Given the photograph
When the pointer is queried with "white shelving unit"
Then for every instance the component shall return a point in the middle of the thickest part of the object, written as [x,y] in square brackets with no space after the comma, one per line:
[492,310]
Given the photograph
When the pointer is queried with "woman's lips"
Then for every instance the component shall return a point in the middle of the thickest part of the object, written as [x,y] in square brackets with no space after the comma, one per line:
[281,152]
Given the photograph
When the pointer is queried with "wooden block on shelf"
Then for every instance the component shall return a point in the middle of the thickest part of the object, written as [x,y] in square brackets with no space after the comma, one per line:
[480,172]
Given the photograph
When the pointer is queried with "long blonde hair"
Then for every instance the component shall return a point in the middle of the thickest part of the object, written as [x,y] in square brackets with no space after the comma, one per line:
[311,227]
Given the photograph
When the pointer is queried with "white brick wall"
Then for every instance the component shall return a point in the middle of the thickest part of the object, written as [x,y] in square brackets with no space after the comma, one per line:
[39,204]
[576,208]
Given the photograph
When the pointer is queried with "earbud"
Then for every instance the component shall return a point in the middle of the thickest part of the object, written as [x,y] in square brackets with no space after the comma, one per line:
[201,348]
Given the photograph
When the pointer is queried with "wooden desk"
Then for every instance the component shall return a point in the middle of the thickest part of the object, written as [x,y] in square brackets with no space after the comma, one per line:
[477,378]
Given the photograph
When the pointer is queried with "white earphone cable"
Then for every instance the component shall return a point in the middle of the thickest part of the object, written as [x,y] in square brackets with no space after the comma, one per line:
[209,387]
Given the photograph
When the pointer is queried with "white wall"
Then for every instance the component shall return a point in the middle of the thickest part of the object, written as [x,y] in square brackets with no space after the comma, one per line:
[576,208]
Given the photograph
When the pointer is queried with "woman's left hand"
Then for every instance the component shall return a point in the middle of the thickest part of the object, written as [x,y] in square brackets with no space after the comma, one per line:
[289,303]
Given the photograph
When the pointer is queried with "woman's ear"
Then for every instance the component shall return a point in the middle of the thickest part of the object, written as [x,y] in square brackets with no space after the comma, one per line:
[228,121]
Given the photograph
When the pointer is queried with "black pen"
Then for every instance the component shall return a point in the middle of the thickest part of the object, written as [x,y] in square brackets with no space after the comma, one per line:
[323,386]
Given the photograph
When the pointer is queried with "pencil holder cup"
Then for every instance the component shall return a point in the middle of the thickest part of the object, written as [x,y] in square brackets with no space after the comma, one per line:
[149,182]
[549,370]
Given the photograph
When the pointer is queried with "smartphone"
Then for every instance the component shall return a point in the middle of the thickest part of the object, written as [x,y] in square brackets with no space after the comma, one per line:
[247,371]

====================

### INSTRUCTIONS FOR THE TASK
Count every line of the material that holds "woman". Reply with the number alone.

### TASK RESULT
3